▶ The exercise: Starting with the line containing "You are an object detector. Scan the scene for any exposed" and going on through the end of the items, change "grassy clearing" to "open meadow" and leave everything else unchanged. Omit the pictures from your answer.

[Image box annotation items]
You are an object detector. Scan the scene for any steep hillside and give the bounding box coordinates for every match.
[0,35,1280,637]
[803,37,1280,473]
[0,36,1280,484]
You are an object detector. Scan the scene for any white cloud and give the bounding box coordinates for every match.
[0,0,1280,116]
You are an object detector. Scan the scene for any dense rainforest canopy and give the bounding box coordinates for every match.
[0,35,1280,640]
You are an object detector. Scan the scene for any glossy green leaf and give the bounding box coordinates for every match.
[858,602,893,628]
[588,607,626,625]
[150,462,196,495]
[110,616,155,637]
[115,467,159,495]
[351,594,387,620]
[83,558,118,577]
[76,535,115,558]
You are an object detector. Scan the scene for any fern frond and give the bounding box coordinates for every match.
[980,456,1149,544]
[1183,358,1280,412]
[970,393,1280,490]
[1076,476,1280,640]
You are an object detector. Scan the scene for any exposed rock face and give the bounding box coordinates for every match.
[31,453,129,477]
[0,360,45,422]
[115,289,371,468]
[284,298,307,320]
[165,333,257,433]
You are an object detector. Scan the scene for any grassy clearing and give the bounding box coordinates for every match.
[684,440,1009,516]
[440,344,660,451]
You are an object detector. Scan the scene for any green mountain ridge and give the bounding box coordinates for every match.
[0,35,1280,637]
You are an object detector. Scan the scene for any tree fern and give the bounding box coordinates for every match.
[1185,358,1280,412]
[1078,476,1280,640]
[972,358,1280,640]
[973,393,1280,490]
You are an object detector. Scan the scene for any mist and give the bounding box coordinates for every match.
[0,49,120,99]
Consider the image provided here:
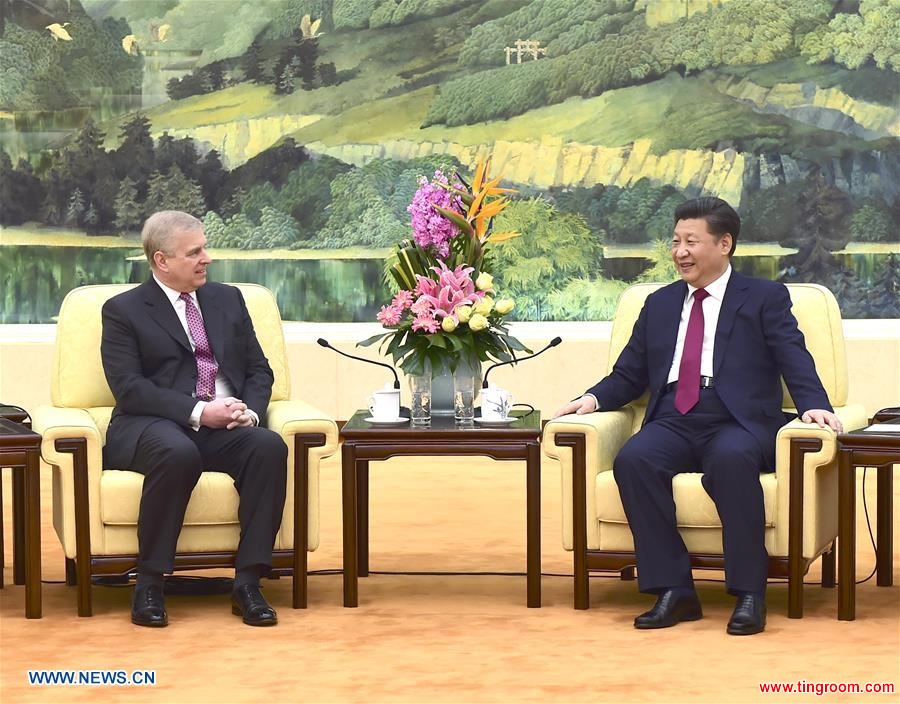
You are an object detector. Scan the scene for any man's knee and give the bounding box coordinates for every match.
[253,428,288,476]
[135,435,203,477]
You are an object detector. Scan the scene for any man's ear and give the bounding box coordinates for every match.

▶ Solved problem:
You are an object detector. Scan the scene for any exposed rock face and give the bounding box coordinates for every match.
[31,453,129,477]
[0,360,45,422]
[115,289,371,468]
[284,298,307,320]
[165,333,257,433]
You are an object detector. Scan the scene for any open meadow and give the bounding box coordinates for every match.
[684,440,1009,516]
[440,344,660,451]
You are an object detector. Scan the scene for any green mountain ridge and give the bounding box coordinates for every match.
[0,35,1280,637]
You are an object detector. Scan the scene for any tree fern and give the bounding box coordinates for every match.
[1185,358,1280,412]
[1078,476,1280,640]
[972,358,1280,640]
[973,393,1280,490]
You are an object detector. Scan the scene for any mist and give the bounding box coordinates for every match.
[0,49,120,99]
Consider the image provided here:
You are an object detector. Scan the scene for any man's knee and give the bounding box coordinates for every match.
[253,428,288,476]
[135,435,203,477]
You are an object detector. Scan the scene for any man's ear and give the bounding box coordinates for every match.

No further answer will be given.